YOUR OBJECTIVE =>
The data below is to be transcribed word for word; pictures are to be excluded.
(PROVIDED INFORMATION begins)
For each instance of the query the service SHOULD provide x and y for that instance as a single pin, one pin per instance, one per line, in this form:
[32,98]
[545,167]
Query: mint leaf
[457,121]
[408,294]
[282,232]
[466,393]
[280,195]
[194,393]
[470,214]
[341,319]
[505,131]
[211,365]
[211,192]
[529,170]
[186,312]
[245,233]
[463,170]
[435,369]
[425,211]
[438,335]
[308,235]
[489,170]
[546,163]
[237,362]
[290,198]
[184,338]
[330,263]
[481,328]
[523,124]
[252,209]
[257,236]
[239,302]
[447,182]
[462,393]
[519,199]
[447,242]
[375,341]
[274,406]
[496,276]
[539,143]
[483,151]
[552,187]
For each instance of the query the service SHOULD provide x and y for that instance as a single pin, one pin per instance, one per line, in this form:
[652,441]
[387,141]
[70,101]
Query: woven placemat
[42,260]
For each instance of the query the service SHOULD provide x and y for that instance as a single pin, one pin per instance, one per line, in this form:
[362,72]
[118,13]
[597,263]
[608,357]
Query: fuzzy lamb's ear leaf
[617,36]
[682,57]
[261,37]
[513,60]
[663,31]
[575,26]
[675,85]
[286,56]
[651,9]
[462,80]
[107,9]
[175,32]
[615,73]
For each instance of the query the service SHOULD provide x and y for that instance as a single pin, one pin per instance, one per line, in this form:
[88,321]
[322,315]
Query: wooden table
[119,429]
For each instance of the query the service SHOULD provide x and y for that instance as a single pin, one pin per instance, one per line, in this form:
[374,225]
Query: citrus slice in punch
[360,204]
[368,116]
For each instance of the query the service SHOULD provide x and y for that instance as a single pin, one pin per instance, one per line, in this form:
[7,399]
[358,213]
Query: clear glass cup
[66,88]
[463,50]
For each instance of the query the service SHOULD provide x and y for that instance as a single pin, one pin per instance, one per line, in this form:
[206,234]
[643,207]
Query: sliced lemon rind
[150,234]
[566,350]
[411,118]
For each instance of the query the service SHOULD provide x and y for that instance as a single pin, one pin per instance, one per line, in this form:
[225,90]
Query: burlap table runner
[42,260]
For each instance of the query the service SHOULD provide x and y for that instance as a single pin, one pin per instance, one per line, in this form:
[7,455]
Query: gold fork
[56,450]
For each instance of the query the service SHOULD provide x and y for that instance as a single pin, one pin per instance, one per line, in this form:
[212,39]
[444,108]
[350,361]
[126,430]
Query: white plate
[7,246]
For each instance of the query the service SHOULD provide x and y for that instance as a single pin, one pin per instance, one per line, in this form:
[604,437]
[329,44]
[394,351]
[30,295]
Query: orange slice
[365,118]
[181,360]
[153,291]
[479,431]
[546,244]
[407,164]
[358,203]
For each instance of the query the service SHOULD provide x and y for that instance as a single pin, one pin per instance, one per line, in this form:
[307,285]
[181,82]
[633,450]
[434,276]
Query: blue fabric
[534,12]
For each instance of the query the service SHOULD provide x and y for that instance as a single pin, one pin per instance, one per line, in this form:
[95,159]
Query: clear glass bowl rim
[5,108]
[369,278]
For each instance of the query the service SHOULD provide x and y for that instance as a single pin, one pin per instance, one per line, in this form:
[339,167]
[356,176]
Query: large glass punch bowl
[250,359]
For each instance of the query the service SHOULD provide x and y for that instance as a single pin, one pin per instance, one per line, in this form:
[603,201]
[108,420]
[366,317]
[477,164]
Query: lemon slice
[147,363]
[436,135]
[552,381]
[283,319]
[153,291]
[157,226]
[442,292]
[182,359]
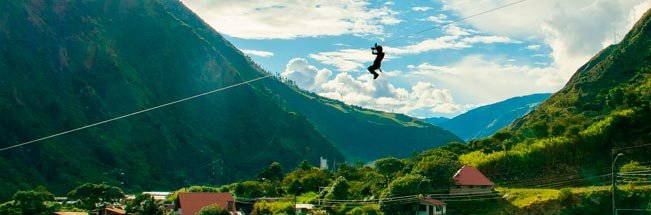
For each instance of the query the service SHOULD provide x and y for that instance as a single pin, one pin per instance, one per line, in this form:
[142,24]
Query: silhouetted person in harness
[377,50]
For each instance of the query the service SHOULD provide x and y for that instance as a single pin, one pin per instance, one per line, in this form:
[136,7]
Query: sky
[324,46]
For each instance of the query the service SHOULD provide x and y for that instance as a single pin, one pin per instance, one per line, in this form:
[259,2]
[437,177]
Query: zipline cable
[134,113]
[456,21]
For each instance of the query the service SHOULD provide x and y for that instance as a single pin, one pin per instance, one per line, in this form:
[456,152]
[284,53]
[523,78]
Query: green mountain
[353,130]
[436,120]
[605,105]
[66,64]
[486,120]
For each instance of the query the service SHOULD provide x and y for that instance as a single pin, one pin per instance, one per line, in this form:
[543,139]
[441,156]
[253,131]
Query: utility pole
[613,174]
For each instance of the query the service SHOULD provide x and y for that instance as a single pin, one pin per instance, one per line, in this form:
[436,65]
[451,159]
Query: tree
[273,172]
[145,205]
[389,166]
[636,171]
[8,208]
[438,170]
[33,202]
[213,209]
[92,196]
[304,165]
[338,189]
[403,186]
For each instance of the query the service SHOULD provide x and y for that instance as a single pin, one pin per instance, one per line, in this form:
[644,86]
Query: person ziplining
[377,63]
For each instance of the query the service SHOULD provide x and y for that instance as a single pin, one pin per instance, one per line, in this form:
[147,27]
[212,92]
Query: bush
[213,209]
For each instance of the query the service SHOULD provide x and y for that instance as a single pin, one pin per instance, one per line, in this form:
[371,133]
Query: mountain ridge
[486,120]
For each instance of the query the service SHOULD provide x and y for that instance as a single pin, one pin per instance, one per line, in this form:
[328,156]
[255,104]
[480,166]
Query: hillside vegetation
[484,121]
[605,105]
[66,64]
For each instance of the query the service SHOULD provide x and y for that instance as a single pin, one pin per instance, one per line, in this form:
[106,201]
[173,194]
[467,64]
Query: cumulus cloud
[422,99]
[481,80]
[257,53]
[305,75]
[456,37]
[438,19]
[574,30]
[287,19]
[421,9]
[533,47]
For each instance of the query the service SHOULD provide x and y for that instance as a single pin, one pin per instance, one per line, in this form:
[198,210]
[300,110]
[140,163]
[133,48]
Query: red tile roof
[430,201]
[114,211]
[191,203]
[469,176]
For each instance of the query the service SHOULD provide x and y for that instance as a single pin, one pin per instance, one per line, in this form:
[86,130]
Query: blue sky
[324,46]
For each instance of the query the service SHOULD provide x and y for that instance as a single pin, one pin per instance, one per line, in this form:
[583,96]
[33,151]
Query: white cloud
[257,53]
[574,30]
[287,19]
[349,60]
[482,80]
[421,9]
[422,99]
[438,19]
[305,75]
[533,47]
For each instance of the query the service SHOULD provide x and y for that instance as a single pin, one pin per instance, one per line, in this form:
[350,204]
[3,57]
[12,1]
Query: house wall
[470,189]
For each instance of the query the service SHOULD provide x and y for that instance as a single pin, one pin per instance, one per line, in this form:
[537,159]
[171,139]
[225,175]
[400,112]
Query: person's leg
[372,69]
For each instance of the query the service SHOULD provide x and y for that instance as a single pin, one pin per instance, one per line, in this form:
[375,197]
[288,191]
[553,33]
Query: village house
[469,180]
[303,209]
[429,206]
[191,203]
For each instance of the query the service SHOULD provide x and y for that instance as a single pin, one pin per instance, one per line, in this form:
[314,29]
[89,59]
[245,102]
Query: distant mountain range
[603,110]
[486,120]
[66,64]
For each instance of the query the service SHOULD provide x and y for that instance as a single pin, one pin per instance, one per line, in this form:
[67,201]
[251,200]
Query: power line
[134,113]
[631,147]
[456,21]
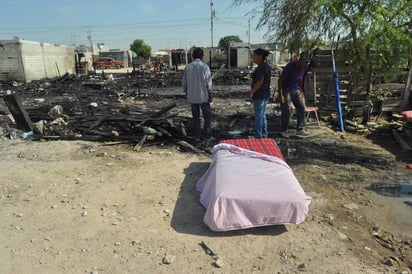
(PROVIDED INFORMATION ends)
EXERCISE SOLUTION =>
For each instance of the query the service SHOULD provide x and y for that instance as a single pin, one pin per instance, one per line, in this form:
[32,98]
[545,167]
Query: mint leaf
[457,121]
[408,294]
[282,232]
[466,393]
[280,195]
[194,393]
[470,214]
[341,319]
[505,131]
[211,365]
[211,192]
[529,170]
[186,312]
[245,233]
[463,170]
[435,369]
[425,211]
[438,335]
[308,235]
[489,170]
[546,163]
[237,362]
[290,198]
[184,338]
[330,263]
[481,328]
[523,124]
[252,209]
[257,236]
[239,302]
[447,182]
[462,393]
[519,199]
[447,242]
[375,341]
[274,406]
[496,276]
[539,143]
[483,151]
[552,187]
For each instance of the query the service SHOULD provide x and y for that instance as a single pin, one pin per instance, one per line, in this form:
[652,441]
[387,141]
[70,101]
Query: woven placemat
[42,260]
For each instance of the query the service SHOULD provide x and y for that instance as a single pin, one pin per instance, one per line, in this form:
[362,72]
[118,13]
[597,263]
[608,357]
Query: fuzzy lamb's ear leaf
[617,36]
[682,57]
[261,37]
[513,60]
[663,31]
[575,26]
[675,85]
[286,56]
[651,9]
[462,80]
[107,9]
[175,32]
[615,73]
For each instance of the query the service SHOULD provide x and y for that instance as a single pin, one pin per instance, one per line, in this form:
[88,321]
[322,315]
Query: wooden table
[119,429]
For each instance of the query the service SHOULD provide x and y for that instance as a single pin, one pin per instance, one per line, in this form:
[374,225]
Query: citrus slice in punch
[360,204]
[368,116]
For each instance of the query the service SHOULD provide x and y for that instance as a single pin, one pin per instance, one per line, in this form:
[7,399]
[358,213]
Query: clear glass cup
[66,88]
[463,50]
For each instance of the query the service SHOULD provide x and y for that instance as a single pin, one pin per instance, one per line, in this form:
[206,234]
[643,207]
Query: sliced lemon rind
[150,234]
[566,350]
[411,118]
For each instance of the query the service SHOULD provide x and y for that instance as a single pin, one pin per instance, one per line, in this form:
[225,90]
Query: burlap table runner
[42,260]
For each instance of the query the service SHOULD provide x and y for that instance as a single pin, one pin per instance, one per line, in this form:
[7,455]
Query: gold fork
[56,450]
For each instance of the query the service SHOULD provide x and y for that instance as a single pin, one pin per instance, one per line, in this form:
[212,39]
[444,108]
[350,361]
[126,430]
Query: white plate
[7,246]
For each instance of the query the service SHOULD provide x and y for that instance as a single pin, one pin per instance, one per line, in this form:
[604,437]
[329,44]
[394,351]
[30,295]
Query: orange slice
[365,118]
[181,360]
[153,291]
[479,431]
[546,244]
[407,164]
[358,203]
For each instance of the query the service SHOULD provide x and y for that instance as a single pin, one pin per instance, one per line, in this form:
[307,285]
[181,82]
[633,450]
[434,276]
Query: blue fabric
[534,12]
For each instance of the query the service SHOULD provide x and y for that instance as a single pin, one pin per instance, one per line, in this form:
[95,159]
Query: clear glass bowl rim
[5,108]
[369,278]
For each instance of the query the service SHOULD provide x and y for that instance as a single pin, one pin per instance, one per line, in this form:
[339,167]
[356,176]
Query: large glass punch bowl
[250,359]
For each instance of the query the service SHOULD provide x and y for that instance as a single pin, one pin per instance, one per line, in this form:
[603,201]
[108,420]
[366,317]
[477,164]
Query: lemon slice
[147,363]
[436,135]
[552,381]
[283,319]
[153,291]
[157,226]
[442,292]
[182,359]
For each instance of the query the service SHOULD provide x and y for that instance as a single pin, one pin per instance, one per line, in this form:
[142,24]
Query: silhouetted person in harness
[377,50]
For each instance of the query the service SHOULD provide x and y for that instance as a single pin, one pin per instance, one per line, in this form:
[136,7]
Query: sky
[324,46]
For each instance of the query the service SHOULD provide x and y for that instance as a single pin, one pin per instance, one per line, in this form:
[259,2]
[437,177]
Query: zipline cable
[134,113]
[456,21]
For each instance of the query the service SHOULD provide x and y for that instance as a single pin, one pin per instance, one per line, in this form:
[456,152]
[284,53]
[523,78]
Query: green mountain
[353,130]
[436,120]
[605,105]
[66,64]
[486,120]
For each instance of the query the service SHOULD provide x and y for that instance as a single pin, one pin per instance, one per line, in this form:
[543,139]
[441,156]
[253,131]
Query: utility pole
[613,174]
For each instance of the query the service SHOULD provide x and y for that instance as a single pin, one pin per instance, one per line, in this form:
[436,65]
[451,159]
Query: tree
[273,172]
[145,205]
[389,166]
[636,171]
[8,208]
[438,170]
[33,202]
[213,209]
[92,196]
[304,165]
[338,189]
[403,186]
For each instance of the query the service SHOULD provide x and y for that instance as a single pin, one pin per instance, one per line, in this form:
[644,86]
Query: person ziplining
[377,63]
For each instance of the query the service SHOULD provide x and y for that instance as a single pin, one pin per instance, one per line, in this form:
[147,27]
[212,92]
Query: bush
[213,209]
For each instance of the query the service SHOULD provide x and y for that instance as a single pin, one pin per instance, one per line, in this form:
[371,133]
Query: mountain ridge
[486,120]
For each instance of the query the service SHOULD provide x and y for that instance as a single pin, one pin per instance, one per line, in this form:
[328,156]
[255,104]
[480,166]
Query: hillside vegetation
[484,121]
[605,105]
[66,64]
For each instance of the query the service SHOULD provide x and y for that instance as a single pin, one pin per instance, one per line, in this form:
[106,201]
[173,194]
[467,64]
Query: cumulus cloud
[422,99]
[481,80]
[257,53]
[305,75]
[456,37]
[438,19]
[574,30]
[287,19]
[421,9]
[533,47]
For each instance of the query the service SHOULD provide x and y for that instance as a single pin, one pin per instance, one per line, in this form:
[198,210]
[300,110]
[140,163]
[133,48]
Query: red tile roof
[430,201]
[114,211]
[191,203]
[469,176]
For each instance of the query the service SHOULD provide x and y for that instance as a single pin, one pin per instance, one per line, in this form:
[86,130]
Query: blue sky
[324,46]
For each instance of the query the service SHOULD provide x and y for that instance as a single pin, one pin per instance, one per line, in this form:
[583,96]
[33,151]
Query: white cloud
[257,53]
[574,30]
[287,19]
[349,60]
[482,80]
[421,9]
[422,99]
[438,19]
[305,75]
[533,47]
For each instance of the query the service SHOULD provide x and y for that instance as a single pin, one pin per instance, one per line, in this form:
[350,204]
[3,57]
[12,1]
Query: house wall
[470,189]
For each instance of the query the service SHOULD provide x and y for that instance as a single pin, one pin per instance, one per line, in this form:
[537,159]
[171,139]
[225,175]
[400,112]
Query: person's leg
[372,69]
For each instance of the query the service SHOULD provide x and y for that instance as a single pin, one pin per instance, one per line, in this form:
[375,197]
[288,191]
[553,33]
Query: village house
[469,180]
[303,209]
[429,206]
[191,203]
For each instance of the query the service SHOULD provide x and y for that instance as a single pin, one pin per instance, one per line, in this form:
[314,29]
[89,59]
[245,102]
Query: distant mountain range
[603,110]
[486,120]
[66,64]
For each instance of the query the service SHOULD provide x and y for that instance as a single pin, one pin per instance, one per line, in this form:
[67,201]
[251,200]
Query: power line
[134,113]
[631,147]
[456,21]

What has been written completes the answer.